◆ QUESTIONS:
a. List every health consequence that the hearing-loss passage names as associated with hearing loss.
b. Answer these questions from the hearing-loss passage:
(i) Who led the study with his colleagues?
(ii) In what year was the Baltimore Longitudinal Study of Aging started?
(iii) In people and animals with impaired hearing, which brain structures tended to be smaller?
c. Resume the hearing-loss passage after its last sentence.

◆ EXCERPTED PASSAGE:
The findings add to a growing list of health consequences associated with hearing loss, including increased risk of dementia, falls, hospitalizations, and diminished physical and mental health overall.
For the study, Frank Lin, M.D., Ph.D., and his colleagues used information from the ongoing Baltimore Longitudinal Study of Aging to compare brain changes over time between adults with normal hearing and adults with impaired hearing.
The Baltimore Longitudinal Study of Aging was started in 1958 by the National Institute on Aging to track various health factors in thousands of men and women.
Previous research from other studies had linked hearing loss with marked differences in brain structure compared to those with normal hearing, both in humans and animals.
In particular, structures that process information from sound tended to be smaller in size in people and animals with impaired hearing.

◆ MATERIAL PROVIDED:

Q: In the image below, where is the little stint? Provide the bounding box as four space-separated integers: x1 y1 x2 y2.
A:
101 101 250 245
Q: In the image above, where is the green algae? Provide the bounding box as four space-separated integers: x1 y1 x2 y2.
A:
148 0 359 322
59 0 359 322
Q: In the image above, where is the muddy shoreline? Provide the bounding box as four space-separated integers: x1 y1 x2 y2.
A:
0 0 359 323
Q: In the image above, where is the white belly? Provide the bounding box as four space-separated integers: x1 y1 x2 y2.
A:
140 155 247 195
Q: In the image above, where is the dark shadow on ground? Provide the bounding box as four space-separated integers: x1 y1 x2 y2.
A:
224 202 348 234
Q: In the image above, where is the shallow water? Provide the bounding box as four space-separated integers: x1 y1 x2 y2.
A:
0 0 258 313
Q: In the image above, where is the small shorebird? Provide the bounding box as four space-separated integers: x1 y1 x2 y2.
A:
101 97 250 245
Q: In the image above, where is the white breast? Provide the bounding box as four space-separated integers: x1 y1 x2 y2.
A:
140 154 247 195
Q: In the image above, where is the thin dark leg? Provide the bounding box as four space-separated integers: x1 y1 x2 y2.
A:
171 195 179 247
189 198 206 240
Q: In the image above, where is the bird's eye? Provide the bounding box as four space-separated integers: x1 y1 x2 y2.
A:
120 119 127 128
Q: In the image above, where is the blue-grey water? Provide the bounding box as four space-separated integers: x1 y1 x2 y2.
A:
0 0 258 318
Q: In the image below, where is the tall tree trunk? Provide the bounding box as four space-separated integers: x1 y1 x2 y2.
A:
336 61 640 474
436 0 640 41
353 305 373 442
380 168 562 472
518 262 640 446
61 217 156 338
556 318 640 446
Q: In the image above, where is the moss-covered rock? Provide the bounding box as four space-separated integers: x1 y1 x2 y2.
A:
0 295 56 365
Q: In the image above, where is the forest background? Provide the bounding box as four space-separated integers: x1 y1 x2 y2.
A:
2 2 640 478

◆ ANSWERS TO THE EXERCISE:
a.
- Increased risk of dementia
- Falls
- Hospitalizations
- Diminished physical and mental health overall

b.
(i) Frank Lin, M.D., Ph.D.
(ii) 1958
(iii) Structures that process information from sound

c.
Lin, an assistant professor at the Johns Hopkins University schools of medicine and public health, says it was unknown, however, whether these brain structural differences occurred before or after hearing loss.
As part of the Baltimore Longitudinal Study of Aging, 126 participants underwent yearly magnetic resonance imaging (MRI) to track brain changes for up to 10 years. Each also had complete physicals at the time of the first MRI in 1994, including hearing tests. At the starting point, 75 had normal hearing, and 51 had impaired hearing, with at least a 25-decibel loss.
After analyzing their MRIs over the following years, Lin and his colleagues, reported that those participants whose hearing was already impaired at the start of the sub-study had accelerated rates of brain atrophy compared to those with normal hearing.
Overall, the scientists report, those with impaired hearing lost more than an additional cubic centimeter of brain tissue each year compared with those with normal hearing.
Those with impaired hearing also had significantly more shrinkage in particular regions, including the superior, middle and inferior temporal gyri, brain structures responsible for processing sound and speech.
“Our results suggest that hearing loss could be another ‘hit’ on the brain in many ways,” Lin said.
The study is published in the journal Neuroimage.